Given instruction:
Recast the part of the entries below that opens with the line containing "Objective — one dot on each instance of the dolphin back" and runs through the end of the entries as a JSON list of strings, one string per line, leaving out blank lines.

★ ★ ★ ★

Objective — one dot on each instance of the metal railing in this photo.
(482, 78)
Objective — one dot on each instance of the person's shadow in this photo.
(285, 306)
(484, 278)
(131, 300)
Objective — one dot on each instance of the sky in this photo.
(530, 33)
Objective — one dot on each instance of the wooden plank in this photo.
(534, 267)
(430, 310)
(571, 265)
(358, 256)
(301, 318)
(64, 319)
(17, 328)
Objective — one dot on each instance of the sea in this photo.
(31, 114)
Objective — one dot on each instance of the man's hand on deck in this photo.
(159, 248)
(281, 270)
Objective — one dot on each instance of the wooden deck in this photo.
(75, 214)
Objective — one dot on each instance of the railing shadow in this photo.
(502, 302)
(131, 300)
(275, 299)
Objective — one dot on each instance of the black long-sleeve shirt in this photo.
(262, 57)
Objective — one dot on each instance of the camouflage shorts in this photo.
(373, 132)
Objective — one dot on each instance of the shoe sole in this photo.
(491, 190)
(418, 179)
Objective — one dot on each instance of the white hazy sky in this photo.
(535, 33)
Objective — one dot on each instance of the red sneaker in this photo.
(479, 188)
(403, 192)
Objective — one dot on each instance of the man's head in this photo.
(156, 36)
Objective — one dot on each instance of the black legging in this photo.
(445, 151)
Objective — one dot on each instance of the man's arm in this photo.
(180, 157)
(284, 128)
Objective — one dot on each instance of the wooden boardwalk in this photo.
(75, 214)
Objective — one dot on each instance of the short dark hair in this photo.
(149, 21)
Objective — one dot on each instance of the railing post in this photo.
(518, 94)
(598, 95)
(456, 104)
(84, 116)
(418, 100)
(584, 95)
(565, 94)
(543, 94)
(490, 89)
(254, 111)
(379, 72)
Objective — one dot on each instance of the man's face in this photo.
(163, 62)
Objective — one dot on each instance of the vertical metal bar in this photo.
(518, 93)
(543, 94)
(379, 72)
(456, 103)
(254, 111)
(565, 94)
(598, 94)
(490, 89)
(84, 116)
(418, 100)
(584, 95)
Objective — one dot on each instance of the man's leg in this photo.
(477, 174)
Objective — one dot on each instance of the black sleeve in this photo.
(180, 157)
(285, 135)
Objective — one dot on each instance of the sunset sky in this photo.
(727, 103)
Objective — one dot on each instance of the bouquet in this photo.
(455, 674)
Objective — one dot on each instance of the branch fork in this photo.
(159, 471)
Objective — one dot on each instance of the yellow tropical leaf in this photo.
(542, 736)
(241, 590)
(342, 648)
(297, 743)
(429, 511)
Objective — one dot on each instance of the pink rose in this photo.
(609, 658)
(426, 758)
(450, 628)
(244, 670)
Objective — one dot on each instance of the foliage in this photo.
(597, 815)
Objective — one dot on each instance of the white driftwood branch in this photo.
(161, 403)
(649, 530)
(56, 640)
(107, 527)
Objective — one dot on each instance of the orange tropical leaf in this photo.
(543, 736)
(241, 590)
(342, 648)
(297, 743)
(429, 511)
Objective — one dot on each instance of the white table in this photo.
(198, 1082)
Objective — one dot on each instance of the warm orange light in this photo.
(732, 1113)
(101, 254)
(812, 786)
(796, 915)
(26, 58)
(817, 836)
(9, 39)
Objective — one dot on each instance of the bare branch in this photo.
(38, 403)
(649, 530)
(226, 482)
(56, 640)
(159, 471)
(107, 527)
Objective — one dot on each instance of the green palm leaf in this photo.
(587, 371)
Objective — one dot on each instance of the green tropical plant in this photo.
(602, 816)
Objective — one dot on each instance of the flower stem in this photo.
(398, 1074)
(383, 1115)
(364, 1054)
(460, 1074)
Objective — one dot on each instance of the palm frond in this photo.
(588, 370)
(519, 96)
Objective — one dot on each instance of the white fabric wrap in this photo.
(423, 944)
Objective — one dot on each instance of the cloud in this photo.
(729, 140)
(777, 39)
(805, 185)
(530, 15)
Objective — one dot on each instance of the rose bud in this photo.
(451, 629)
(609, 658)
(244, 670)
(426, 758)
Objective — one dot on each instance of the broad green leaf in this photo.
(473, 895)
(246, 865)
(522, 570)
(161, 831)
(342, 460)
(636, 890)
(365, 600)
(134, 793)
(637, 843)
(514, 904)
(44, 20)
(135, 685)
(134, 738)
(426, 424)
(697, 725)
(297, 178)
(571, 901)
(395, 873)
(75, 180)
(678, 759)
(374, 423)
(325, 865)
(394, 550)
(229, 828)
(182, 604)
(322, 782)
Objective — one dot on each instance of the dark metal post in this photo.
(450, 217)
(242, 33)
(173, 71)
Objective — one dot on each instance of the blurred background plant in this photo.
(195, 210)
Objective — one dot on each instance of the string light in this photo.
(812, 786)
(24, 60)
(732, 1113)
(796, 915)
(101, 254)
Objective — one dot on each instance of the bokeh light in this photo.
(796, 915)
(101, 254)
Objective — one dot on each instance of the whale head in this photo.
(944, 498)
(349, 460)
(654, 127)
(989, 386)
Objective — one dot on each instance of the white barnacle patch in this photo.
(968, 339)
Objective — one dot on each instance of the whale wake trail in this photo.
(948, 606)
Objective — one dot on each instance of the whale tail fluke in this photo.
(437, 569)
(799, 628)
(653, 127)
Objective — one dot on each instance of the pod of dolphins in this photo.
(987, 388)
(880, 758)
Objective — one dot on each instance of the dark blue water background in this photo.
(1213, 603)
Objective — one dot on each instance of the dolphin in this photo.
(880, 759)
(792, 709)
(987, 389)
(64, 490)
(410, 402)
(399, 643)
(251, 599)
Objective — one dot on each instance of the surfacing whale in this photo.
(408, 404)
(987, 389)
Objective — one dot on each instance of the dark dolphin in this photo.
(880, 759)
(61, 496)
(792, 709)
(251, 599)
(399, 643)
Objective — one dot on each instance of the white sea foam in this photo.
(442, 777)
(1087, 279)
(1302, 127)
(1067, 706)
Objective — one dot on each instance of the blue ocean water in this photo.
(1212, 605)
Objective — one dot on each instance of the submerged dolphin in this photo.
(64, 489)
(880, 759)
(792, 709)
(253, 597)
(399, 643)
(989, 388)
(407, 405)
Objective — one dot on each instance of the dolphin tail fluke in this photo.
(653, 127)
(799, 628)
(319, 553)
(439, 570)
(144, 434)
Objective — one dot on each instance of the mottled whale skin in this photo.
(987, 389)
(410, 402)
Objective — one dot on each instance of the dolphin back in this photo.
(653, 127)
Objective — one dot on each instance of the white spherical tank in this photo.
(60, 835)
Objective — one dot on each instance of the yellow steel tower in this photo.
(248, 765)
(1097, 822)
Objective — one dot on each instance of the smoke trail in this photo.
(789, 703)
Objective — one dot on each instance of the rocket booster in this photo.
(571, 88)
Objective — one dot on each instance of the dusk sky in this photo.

★ ★ ★ ★

Answer to this exercise:
[
  "Objective — one dot on each instance of the dolphin back in this photo.",
  "(653, 127)",
  "Objective — one dot on each instance of the white spherical tank in this photo.",
  "(60, 835)",
  "Objective — one dot on each instance of the yellow steel tower in this photo.",
  "(248, 765)",
  "(1097, 822)",
  "Objective — one dot on each instance of the smoke trail in this photo.",
  "(789, 703)",
  "Objective — one dot on each instance of the rocket booster in this photo.",
  "(571, 88)",
  "Objective — one dot on each instance of the dusk sky in this photo."
]